• Your task: Retype all of the data shown below, keeping every character the same.

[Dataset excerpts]
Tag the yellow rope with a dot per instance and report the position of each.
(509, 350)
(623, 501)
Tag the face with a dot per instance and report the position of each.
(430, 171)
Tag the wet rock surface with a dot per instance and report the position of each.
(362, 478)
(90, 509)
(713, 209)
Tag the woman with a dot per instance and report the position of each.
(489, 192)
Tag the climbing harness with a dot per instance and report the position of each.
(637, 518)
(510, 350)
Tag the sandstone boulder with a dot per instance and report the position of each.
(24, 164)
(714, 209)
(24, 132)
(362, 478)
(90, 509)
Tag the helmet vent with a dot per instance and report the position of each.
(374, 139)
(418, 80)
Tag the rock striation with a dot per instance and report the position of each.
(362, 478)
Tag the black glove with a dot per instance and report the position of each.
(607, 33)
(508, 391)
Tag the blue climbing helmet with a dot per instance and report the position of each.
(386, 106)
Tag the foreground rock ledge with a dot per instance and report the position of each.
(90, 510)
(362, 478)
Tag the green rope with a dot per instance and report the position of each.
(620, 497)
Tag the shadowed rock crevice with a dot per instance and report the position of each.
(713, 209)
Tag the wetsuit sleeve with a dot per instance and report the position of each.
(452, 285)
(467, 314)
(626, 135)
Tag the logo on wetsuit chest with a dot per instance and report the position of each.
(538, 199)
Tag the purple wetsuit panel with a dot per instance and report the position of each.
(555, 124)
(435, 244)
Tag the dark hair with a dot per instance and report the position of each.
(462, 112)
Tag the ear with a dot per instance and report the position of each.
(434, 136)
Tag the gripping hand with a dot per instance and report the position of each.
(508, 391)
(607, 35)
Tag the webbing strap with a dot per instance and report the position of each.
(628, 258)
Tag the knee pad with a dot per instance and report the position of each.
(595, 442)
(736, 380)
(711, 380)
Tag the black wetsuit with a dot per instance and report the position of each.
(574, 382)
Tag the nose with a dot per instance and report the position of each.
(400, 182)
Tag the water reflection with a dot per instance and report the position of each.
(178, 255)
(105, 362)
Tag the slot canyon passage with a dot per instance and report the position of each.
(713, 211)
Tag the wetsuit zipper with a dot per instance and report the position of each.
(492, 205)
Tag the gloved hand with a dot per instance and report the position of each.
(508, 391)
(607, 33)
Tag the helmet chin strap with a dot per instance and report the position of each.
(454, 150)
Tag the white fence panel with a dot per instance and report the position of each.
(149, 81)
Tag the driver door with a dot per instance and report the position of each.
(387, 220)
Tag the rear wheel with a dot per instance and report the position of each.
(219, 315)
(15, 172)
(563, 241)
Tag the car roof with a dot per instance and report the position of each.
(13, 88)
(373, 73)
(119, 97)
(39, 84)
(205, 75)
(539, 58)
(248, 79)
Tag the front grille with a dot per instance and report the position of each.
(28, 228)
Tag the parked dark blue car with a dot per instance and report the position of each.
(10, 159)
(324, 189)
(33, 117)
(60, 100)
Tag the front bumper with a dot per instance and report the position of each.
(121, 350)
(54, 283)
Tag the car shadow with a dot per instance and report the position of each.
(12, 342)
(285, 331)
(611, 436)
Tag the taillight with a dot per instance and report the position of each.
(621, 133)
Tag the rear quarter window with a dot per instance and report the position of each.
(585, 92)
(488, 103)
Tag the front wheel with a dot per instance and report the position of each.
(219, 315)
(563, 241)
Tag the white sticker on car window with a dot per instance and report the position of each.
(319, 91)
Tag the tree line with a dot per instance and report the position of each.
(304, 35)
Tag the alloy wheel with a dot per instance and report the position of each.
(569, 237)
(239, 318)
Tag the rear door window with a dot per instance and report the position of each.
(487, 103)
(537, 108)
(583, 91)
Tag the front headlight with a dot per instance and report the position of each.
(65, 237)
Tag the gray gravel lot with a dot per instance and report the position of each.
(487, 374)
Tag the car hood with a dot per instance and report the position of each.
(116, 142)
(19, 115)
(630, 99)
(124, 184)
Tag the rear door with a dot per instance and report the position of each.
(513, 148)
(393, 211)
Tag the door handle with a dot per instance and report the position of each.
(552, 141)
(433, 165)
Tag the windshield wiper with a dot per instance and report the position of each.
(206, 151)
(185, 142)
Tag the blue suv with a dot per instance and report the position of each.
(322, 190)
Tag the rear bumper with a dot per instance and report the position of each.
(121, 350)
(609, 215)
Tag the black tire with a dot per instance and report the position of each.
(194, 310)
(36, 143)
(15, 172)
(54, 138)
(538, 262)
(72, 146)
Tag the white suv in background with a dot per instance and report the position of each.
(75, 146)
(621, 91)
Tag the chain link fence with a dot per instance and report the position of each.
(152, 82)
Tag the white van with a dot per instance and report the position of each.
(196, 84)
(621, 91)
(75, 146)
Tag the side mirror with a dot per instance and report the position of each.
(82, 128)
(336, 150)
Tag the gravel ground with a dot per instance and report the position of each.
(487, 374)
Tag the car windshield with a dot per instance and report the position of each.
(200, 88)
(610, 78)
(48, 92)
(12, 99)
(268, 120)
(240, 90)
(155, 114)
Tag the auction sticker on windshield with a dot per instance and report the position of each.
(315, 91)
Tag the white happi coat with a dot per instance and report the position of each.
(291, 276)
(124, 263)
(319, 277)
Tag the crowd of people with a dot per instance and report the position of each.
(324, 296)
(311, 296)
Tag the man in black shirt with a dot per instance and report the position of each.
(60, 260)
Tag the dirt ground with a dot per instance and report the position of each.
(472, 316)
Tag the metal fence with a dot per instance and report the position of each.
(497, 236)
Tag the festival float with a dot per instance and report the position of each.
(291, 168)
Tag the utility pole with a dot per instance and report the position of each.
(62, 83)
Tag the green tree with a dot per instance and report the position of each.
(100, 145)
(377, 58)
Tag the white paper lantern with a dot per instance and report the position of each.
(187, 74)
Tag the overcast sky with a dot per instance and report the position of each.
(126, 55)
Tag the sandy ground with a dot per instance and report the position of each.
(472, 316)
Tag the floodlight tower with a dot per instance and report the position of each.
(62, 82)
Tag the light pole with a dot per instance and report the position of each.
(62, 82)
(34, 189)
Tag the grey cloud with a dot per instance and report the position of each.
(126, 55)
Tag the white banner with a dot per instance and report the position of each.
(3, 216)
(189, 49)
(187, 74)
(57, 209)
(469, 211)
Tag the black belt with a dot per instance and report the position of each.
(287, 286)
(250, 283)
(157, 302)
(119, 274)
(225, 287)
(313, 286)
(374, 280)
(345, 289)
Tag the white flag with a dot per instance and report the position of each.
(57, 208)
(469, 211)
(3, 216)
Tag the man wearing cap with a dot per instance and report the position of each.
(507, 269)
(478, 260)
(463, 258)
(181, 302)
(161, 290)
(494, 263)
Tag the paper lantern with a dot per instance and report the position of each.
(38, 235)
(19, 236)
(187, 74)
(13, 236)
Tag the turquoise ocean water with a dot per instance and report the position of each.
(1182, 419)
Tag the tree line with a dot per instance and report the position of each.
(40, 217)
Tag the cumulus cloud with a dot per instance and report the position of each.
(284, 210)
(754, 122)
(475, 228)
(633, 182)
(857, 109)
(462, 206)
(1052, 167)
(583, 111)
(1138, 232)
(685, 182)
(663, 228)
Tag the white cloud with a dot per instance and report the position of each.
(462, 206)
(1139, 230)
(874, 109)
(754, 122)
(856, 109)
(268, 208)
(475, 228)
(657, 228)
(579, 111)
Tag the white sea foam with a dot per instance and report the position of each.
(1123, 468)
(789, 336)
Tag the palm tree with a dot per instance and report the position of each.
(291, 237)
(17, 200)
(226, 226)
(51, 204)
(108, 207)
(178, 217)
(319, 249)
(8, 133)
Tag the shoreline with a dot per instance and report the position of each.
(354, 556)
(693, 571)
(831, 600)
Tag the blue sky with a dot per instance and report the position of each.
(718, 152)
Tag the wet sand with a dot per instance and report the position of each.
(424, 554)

• Reply:
Tag the yellow rope with a dot per instance and report the position of each.
(509, 350)
(623, 501)
Tag the face with a dot per instance and report the position of each.
(430, 171)
Tag the wet rock surface with a dot per instance and report the position of each.
(362, 478)
(90, 509)
(713, 209)
Tag the woman with a dot per instance and report the position of each.
(489, 192)
Tag the climbing harness with a dot per instance and report the position of each.
(637, 518)
(510, 350)
Tag the sandstone boulder with a dot per instance and report the position of each.
(24, 164)
(714, 209)
(24, 132)
(362, 478)
(90, 509)
Tag the helmet vent with a dot per instance and report the position of each.
(374, 139)
(418, 80)
Tag the rock striation with a dot per instance and report the position of each.
(362, 478)
Tag the black glove with a dot per instance and report the position of each.
(607, 33)
(508, 391)
Tag the blue climbing helmet with a dot per instance and report the position of each.
(386, 106)
Tag the foreground rock ledge with a dot per instance and report the position of each.
(90, 510)
(362, 478)
Tag the green rope with a dot per instance and report the position of each.
(620, 497)
Tag the shadowed rock crevice with a dot per instance and report the position of each.
(713, 209)
Tag the wetsuit sleeve with a dot per instance and report the position of each.
(452, 285)
(467, 314)
(626, 135)
Tag the logo on wetsuit chest with a dot per instance and report the position of each.
(538, 199)
Tag the purple wetsuit panel with a dot per instance and report the position of each.
(555, 124)
(435, 244)
Tag the dark hair with a dot per instance and report the position of each.
(462, 112)
Tag the ear with a dot per instance and report the position of each.
(434, 136)
Tag the gripping hand with a dot per instance and report the position of each.
(508, 391)
(607, 35)
Tag the webbing strap with a dot per instance and report the position of each.
(628, 258)
Tag the knee pad with a dot per instance and report the position of each.
(595, 442)
(736, 380)
(711, 380)
Tag the black wetsuit with a dot per instance and report the position of each.
(574, 382)
Tag the nose with a dot per instance and report the position of each.
(400, 182)
Tag the water reflection with a dot per instance and report the position of each.
(178, 255)
(105, 362)
Tag the slot canyon passage with a dot per instance and report the position of each.
(713, 211)
Tag the wetsuit zipper with a dot per instance and report the position of each.
(492, 205)
Tag the gloved hand with a dot per instance and report the position of each.
(508, 391)
(607, 33)
Tag the helmet chin strap with a dot per instance and report the position of each.
(454, 150)
Tag the white fence panel with a dot per instance and report the position of each.
(149, 81)
Tag the driver door with a dot per instance and report the position of each.
(387, 220)
Tag the rear wheel with a dot per instance and report the position of each.
(219, 315)
(15, 172)
(563, 241)
Tag the car roof with a dot per instance and report the position of each.
(13, 88)
(373, 73)
(119, 97)
(39, 84)
(205, 75)
(539, 58)
(248, 79)
Tag the front grille with a dot per instance and report the position of each.
(28, 228)
Tag the parked dark blue car with a dot per instance and report the position of each.
(10, 159)
(324, 189)
(33, 117)
(60, 100)
Tag the front bumper with a dot per instance and report the position of each.
(121, 350)
(54, 283)
Tag the car shadow with a dot per instance and report the position of each.
(12, 342)
(285, 331)
(611, 436)
Tag the taillight with a dot per instance and report the position of each.
(621, 133)
Tag the rear quarter window with a dot per instance and report the position of each.
(585, 92)
(488, 103)
Tag the front wheel with a dot per instance and report the position of each.
(219, 315)
(563, 241)
Tag the white sticker on car window with a dot per instance and report the position of each.
(319, 91)
Tag the tree line with a dot per instance and report the position of each.
(304, 35)
Tag the alloy wheel with a dot per instance and report the position of each.
(569, 237)
(239, 318)
Tag the rear door window with a dot per instance and report the position of each.
(487, 103)
(537, 108)
(583, 91)
Tag the front headlight with a dot per instance and report the position of each.
(65, 237)
Tag the gray gravel lot with a dot per instance and report the position of each.
(487, 374)
Tag the car hood with a dot per instance and report the position of each.
(116, 142)
(19, 115)
(630, 99)
(124, 184)
Tag the rear door with a dot per instance and report the position of each.
(513, 148)
(393, 211)
Tag the door handle with a dot per instance and report the position of each.
(552, 141)
(433, 165)
Tag the windshield wiper with a dot per instance and report the position of each.
(206, 151)
(185, 142)
Tag the blue suv with a dot per instance and report the position of each.
(322, 190)
Tag the rear bumper with a dot per instance and report the position of each.
(121, 350)
(609, 215)
Tag the black tire with a dot per instance and report the position of each.
(194, 310)
(36, 143)
(15, 172)
(54, 138)
(538, 262)
(72, 146)
Tag the white suv in background with a dot per instance and report the position of each.
(75, 146)
(621, 91)
Tag the chain link fence with a dot per instance and report the position of each.
(152, 82)
Tag the white van with a dot per instance and report the position of each.
(196, 84)
(621, 91)
(75, 146)
Tag the side mirror with a dot per instance and report the position of each.
(82, 128)
(336, 150)
Tag the gravel ground with a dot per instance and report the position of each.
(487, 374)
Tag the car windshield with a dot per instance and report the position of each.
(200, 88)
(610, 78)
(48, 92)
(12, 99)
(268, 120)
(240, 90)
(155, 114)
Tag the auction sticker on windshield with a dot per instance and report the position of each.
(315, 91)
Tag the white happi coat with a dot per instance and report the position of each.
(291, 276)
(124, 263)
(319, 277)
Tag the crowd of people with a dot per instance and report the position of each.
(324, 296)
(311, 296)
Tag the man in black shirt with a dot per instance and report the position of each.
(60, 260)
Tag the dirt ground with a dot per instance and report the position of each.
(472, 316)
Tag the metal fence with a dot per instance and report the position of each.
(497, 236)
Tag the festival float with a dot per instance and report the position of each.
(291, 168)
Tag the utility pole with a dot per instance and report the position of each.
(62, 83)
Tag the green tree with a dot per instance and report the position of each.
(100, 145)
(377, 58)
Tag the white paper lantern with a dot per instance and report the position of each.
(187, 74)
Tag the overcast sky with a dot per instance and report the position of each.
(126, 55)
Tag the sandy ground with a dot per instance and report the position of each.
(472, 316)
Tag the floodlight tower with a dot per instance and report the position of each.
(62, 82)
Tag the light pole with a dot per instance and report the position of each.
(62, 82)
(34, 189)
Tag the grey cloud with a dot per instance and report the position of each.
(126, 55)
Tag the white banner with a dot per instance and report the position of each.
(3, 216)
(189, 49)
(187, 74)
(57, 209)
(469, 211)
Tag the black belt with a dot per instance and report the position of each.
(287, 286)
(250, 283)
(157, 302)
(119, 274)
(225, 287)
(313, 286)
(374, 280)
(345, 289)
Tag the white flag with a dot per instance and report the position of each.
(57, 208)
(469, 211)
(3, 216)
Tag the man wearing cap with a dot per instance and report the position of each.
(507, 269)
(478, 260)
(463, 258)
(181, 302)
(161, 290)
(494, 263)
Tag the paper lantern with a dot per instance and report the position of each.
(38, 235)
(19, 236)
(187, 74)
(13, 236)
Tag the turquoise ocean water with a dot per instance and report the position of each.
(1182, 419)
Tag the tree line with a dot per instance and report the position of each.
(40, 217)
Tag the cumulus cloud with a dot per instance and report the position of each.
(284, 210)
(754, 122)
(475, 228)
(633, 182)
(857, 109)
(462, 206)
(1052, 167)
(583, 111)
(1138, 232)
(685, 182)
(663, 228)
Tag the white cloud with a dot per instance and report the position of each.
(462, 206)
(1139, 230)
(874, 109)
(754, 122)
(856, 109)
(268, 208)
(475, 228)
(657, 228)
(579, 111)
Tag the white sea foam with a dot per instance and report the position of each.
(1123, 468)
(789, 336)
Tag the palm tree with a dot per instance and report the position of each.
(291, 237)
(17, 200)
(226, 226)
(51, 204)
(108, 207)
(178, 217)
(319, 249)
(8, 133)
Tag the shoreline with a dot per instance and report the position of each.
(354, 556)
(693, 571)
(831, 600)
Tag the blue sky with a dot per instance and report the position of each.
(718, 152)
Tag the wet sand with a dot per instance and report the position of each.
(424, 554)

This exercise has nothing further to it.